[Stored data]
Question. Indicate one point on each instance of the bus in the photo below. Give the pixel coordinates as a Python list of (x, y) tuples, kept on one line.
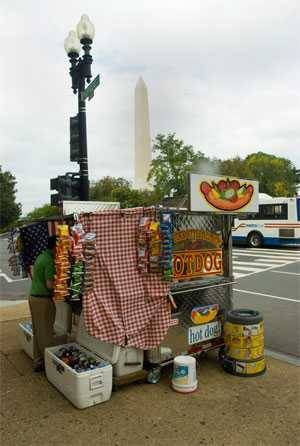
[(277, 223)]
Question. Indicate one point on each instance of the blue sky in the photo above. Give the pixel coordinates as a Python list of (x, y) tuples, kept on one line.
[(223, 75)]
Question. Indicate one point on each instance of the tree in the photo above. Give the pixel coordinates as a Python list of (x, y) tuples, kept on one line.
[(10, 211), (277, 176), (173, 161), (42, 212), (120, 190)]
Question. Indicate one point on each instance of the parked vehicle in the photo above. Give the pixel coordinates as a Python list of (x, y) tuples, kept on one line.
[(277, 223)]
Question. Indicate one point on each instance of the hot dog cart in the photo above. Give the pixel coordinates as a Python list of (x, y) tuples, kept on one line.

* **TASK PROMPT**: Change "instance" to "occurrence" throughout the lines above and write all of them out again with nothing else altered. Leave the pictures out.

* **EXERCISE ANSWER**:
Question. Indicate one point on each occurrence of the bus in the photo below. Give the pixel coordinates as a Python list of (x, y) tuples, kept on one line.
[(277, 223)]
Question. Indicate one point on each occurrence of the blue sky in the photo above. Give the pixel coordinates as a Python list of (x, y) tuples, kept on one line.
[(223, 75)]
Question. Indicate one point on each occurrence of the tree in the photo above. Give the pixel coordinates as a Python list of (x, y) tuples, kept on one line.
[(10, 211), (277, 176), (173, 161), (42, 212), (120, 190)]
Question. Indicate one point on each occurrence of the parked vehicle in the photo above. Give the pixel coordinates as a Python list of (x, y) tuples, kept on one line.
[(277, 223)]
Question. Indicate one point on each occurrence of the hot dog cart in the photo above. Give the pixel coordinates as a Python list of (x, y) tuples, kept on one line.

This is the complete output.